Disegnatore ed autore complesso,
creatore di mondi profondamente personali ed autobiografici, il
cinema di Tim Burton è popolato da inquietanti
ombre che si riflettono sul volto, quasi sempre pallido ed
infossato, dei suoi protagonisti, teneri mostri incompresi
caratterizzati da sentimenti spesso molto più umani rispetto a
quella controparte di persone “normali” che tanto li rifiutano e
fuggono.
Tim Burton, filmografia
L’intera filmografia di
Tim Burton è attraversata da una linea
allo stesso tempo macabra e gentile, spaventosa ma divertente, come
a voler esorcizzare demoni e paure nascoste quali la morte, il
diverso, una dimensione in cui i “freaks”
burtoniani si rifugiano per allontanarsi da un mondo che li ha
attirati a sé spinto dalla curiosità, per poi rinnegarli
brutalmente data la loro natura avulsa e anticonformista; calati in
scenografie contorte e surreali, che riflettono pienamente il loro
stato d’animo in perenne conflitto tra luce ed ombra, questi “figli
del diverso e dell’incompreso“, una volta cacciati da quel mondo
ordinario che avevano tentato di approcciare, scelgono di tornare
nella loro dimensione oscura spesso con una mal celata serenità:
nonostante la profonda sofferenza e solitudine cui saranno
destinati, il conforto di poter vivere in una dimensione “altra” e
tutta loro è innegabile, un sollievo che gli permette di gettare
uno sguardo personale e distorto su quel mondo esterno non
dimostratosi all’altezza della loro struggente sensibilità, un
luogo che, forse, è più consigliabile sognare piuttosto che
vivere.

....

■ Cosa fare:
1) Rispondi in breve a queste domande sul brano dedicato al cinema di Tim Burton:
(a) Com'è descritto il volto dei protagonisti?
(b) Quali demoni e paure nascoste vengono nominati?
(c) Dove scelgono di tornare i "freaks" una volta cacciati dal mondo ordinario?
2) Estrai dai record, senza alcuna modifica, le righe che vanno da quella contenente "Could you point to the dock" fino alla fine dei record, entrambe le estremità incluse.

(Record tratti da una raccolta)
....

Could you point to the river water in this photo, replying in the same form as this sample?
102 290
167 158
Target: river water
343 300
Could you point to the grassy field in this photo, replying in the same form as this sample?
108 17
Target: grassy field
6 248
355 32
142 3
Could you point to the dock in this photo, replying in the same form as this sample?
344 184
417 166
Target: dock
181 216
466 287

....

■ Risposte:
1)
(a) Quasi sempre pallido e infossato.
(b) La morte e il diverso.
(c) Nella loro dimensione oscura, spesso con una mal celata serenità.

2)
Could you point to the dock in this photo, replying in the same form as this sample?
344 184
417 166
Target: dock
181 216
466 287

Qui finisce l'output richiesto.